## EXERCISE GOAL
Please output every line of the material as it stands, without the pictures.

## DATASET ROWS
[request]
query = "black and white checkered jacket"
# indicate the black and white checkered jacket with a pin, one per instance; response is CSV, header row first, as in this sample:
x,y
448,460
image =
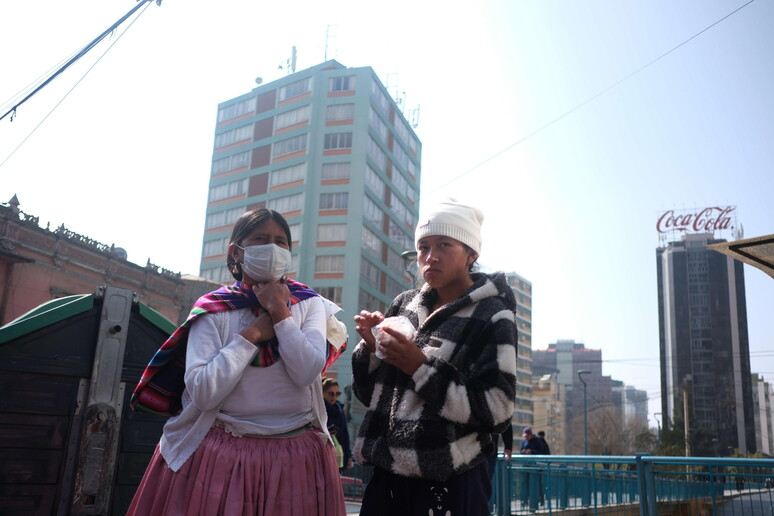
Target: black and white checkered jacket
x,y
439,422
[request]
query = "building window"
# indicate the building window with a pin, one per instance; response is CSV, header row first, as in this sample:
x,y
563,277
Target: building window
x,y
372,212
393,288
376,154
401,211
401,158
294,117
379,98
370,273
401,130
344,83
287,175
412,195
371,242
332,233
294,89
368,302
215,247
223,218
236,110
289,146
227,190
331,293
375,123
295,232
330,263
399,236
413,145
339,112
288,203
374,182
233,136
338,141
395,261
334,201
231,163
332,171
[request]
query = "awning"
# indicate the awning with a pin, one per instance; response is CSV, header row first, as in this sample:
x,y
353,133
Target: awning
x,y
758,252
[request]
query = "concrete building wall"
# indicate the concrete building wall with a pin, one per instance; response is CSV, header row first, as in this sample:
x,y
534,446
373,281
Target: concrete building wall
x,y
331,150
38,264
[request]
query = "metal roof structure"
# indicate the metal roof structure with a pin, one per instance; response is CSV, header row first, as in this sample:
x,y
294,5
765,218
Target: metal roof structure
x,y
758,252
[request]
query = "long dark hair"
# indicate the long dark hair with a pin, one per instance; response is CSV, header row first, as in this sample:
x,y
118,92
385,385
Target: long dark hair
x,y
245,225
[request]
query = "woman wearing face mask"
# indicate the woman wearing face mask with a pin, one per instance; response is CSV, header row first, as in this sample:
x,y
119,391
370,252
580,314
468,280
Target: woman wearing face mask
x,y
248,434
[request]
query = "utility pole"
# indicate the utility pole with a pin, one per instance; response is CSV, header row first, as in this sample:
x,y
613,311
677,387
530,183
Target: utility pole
x,y
686,417
585,413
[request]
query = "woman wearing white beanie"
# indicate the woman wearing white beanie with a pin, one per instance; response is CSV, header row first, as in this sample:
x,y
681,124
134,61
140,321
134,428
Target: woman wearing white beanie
x,y
435,400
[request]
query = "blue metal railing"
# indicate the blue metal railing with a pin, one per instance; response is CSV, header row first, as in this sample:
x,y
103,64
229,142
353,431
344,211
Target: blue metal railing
x,y
641,485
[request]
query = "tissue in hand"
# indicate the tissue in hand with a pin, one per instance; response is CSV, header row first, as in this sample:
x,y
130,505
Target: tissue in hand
x,y
399,323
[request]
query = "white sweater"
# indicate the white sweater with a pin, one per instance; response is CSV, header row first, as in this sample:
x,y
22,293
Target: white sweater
x,y
221,384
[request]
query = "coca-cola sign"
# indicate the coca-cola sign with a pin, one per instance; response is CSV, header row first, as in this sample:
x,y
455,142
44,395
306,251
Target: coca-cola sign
x,y
707,220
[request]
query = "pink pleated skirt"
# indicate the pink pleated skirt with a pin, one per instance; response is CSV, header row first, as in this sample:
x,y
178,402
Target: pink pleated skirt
x,y
245,476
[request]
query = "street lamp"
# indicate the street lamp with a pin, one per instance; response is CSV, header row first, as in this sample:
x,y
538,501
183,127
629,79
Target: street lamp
x,y
656,416
585,412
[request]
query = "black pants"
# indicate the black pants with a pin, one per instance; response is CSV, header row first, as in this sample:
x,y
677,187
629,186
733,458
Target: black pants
x,y
466,494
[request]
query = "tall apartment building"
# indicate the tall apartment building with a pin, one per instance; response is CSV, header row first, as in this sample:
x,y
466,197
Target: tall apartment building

## EXERCISE RESPONSE
[request]
query = "black and white checkered jacket"
# indicate the black and white checkered jacket with a pin, one per instance; response is CSV, header row first, as in this sample:
x,y
448,460
image =
Target: black and white checkered jacket
x,y
439,422
[request]
query = "building window"
# indicate the building window with a pin, one per instance; response is CSV, header row first, as in this sample:
x,y
563,277
Target: building window
x,y
372,212
393,288
376,154
401,211
401,158
294,117
379,98
370,273
401,130
344,83
287,175
412,195
371,242
332,233
294,89
368,302
215,247
223,218
236,110
289,146
227,190
331,293
375,123
295,232
330,263
399,236
413,145
339,112
288,203
374,182
233,136
338,141
395,261
334,201
231,163
332,171
[request]
query = "awning"
# indicate the awning with a pin, one per instance; response is CSV, header row first, as in this sample:
x,y
353,133
Target: awning
x,y
758,252
[request]
query = "concrete building wall"
# indicate the concrete building wall with a pin, one per instance; response is CSV, header row first, as in this sample:
x,y
534,446
373,281
Target: concrete building wall
x,y
331,150
38,264
[request]
query = "metal roof structure"
# indicate the metal roof structure with a pin, one per instance; response is CSV, header row first, as in this sample:
x,y
294,5
765,218
Target: metal roof structure
x,y
758,252
[request]
query = "long dark hair"
# indicate the long dark hair with a pin, one per instance; response is CSV, header row first, as in this sample:
x,y
118,92
385,385
Target: long dark hair
x,y
245,225
[request]
query = "woman wearing face mask"
# indicate the woman wearing face mask with a pin, one per instance; response is CSV, header row first, as in this sample:
x,y
119,391
370,252
580,314
468,280
Target: woman wearing face mask
x,y
248,434
[request]
query = "utility pole"
# indicate the utility pole with a pin, one per instance; response is CSV, header row first, as in this sample:
x,y
613,311
677,387
530,183
Target: utility pole
x,y
686,417
585,413
[request]
query = "woman wearing white beanie"
# indicate the woman wearing white beanie with a pin, one per instance; response is CSV, header row first, as in this sample:
x,y
681,124
134,61
140,321
134,428
Target: woman wearing white beanie
x,y
435,400
[request]
query = "blue metal railing"
# indicate the blue metal railing with a pin, one per instance; response is CSV, header row first, as in this sample:
x,y
103,64
229,142
353,431
344,211
Target: blue metal railing
x,y
641,485
[request]
query = "tissue in hand"
# indicate the tissue in hand with a pin, one per instance; response is CSV, header row first, as in this sample:
x,y
130,505
Target: tissue in hand
x,y
399,323
[request]
query = "white sweater"
# indicate the white sweater with a pin, one per instance; response is CSV, header row first, as in this sample:
x,y
22,293
Target: white sweater
x,y
221,384
[request]
query = "coca-cola sign"
# indicate the coca-cola sign with a pin, one per instance; response is CSV, header row first, as in this sample:
x,y
455,142
44,395
306,251
Target: coca-cola sign
x,y
707,220
[request]
query = "pink pleated skirt"
# indicate the pink pleated skirt with a pin, one per instance; response is CSV, header row first, as in this sample:
x,y
178,402
Target: pink pleated skirt
x,y
245,476
[request]
query = "street lamp"
# indicate the street lamp with a pin, one per instance; response is CSV, header row first, as in this sample:
x,y
538,501
183,127
629,79
Target: street lamp
x,y
656,416
585,412
[request]
query = "black pants"
# indicate the black pants with a pin, one per instance; response is CSV, header row first, as in this sample:
x,y
677,187
629,186
733,458
Target: black pants
x,y
466,494
[request]
query = "tall apartment building"
# indicate the tall apartment building with a pin, one per instance; response is CSV, header row first, as in this sample:
x,y
466,197
Target: tall apartment building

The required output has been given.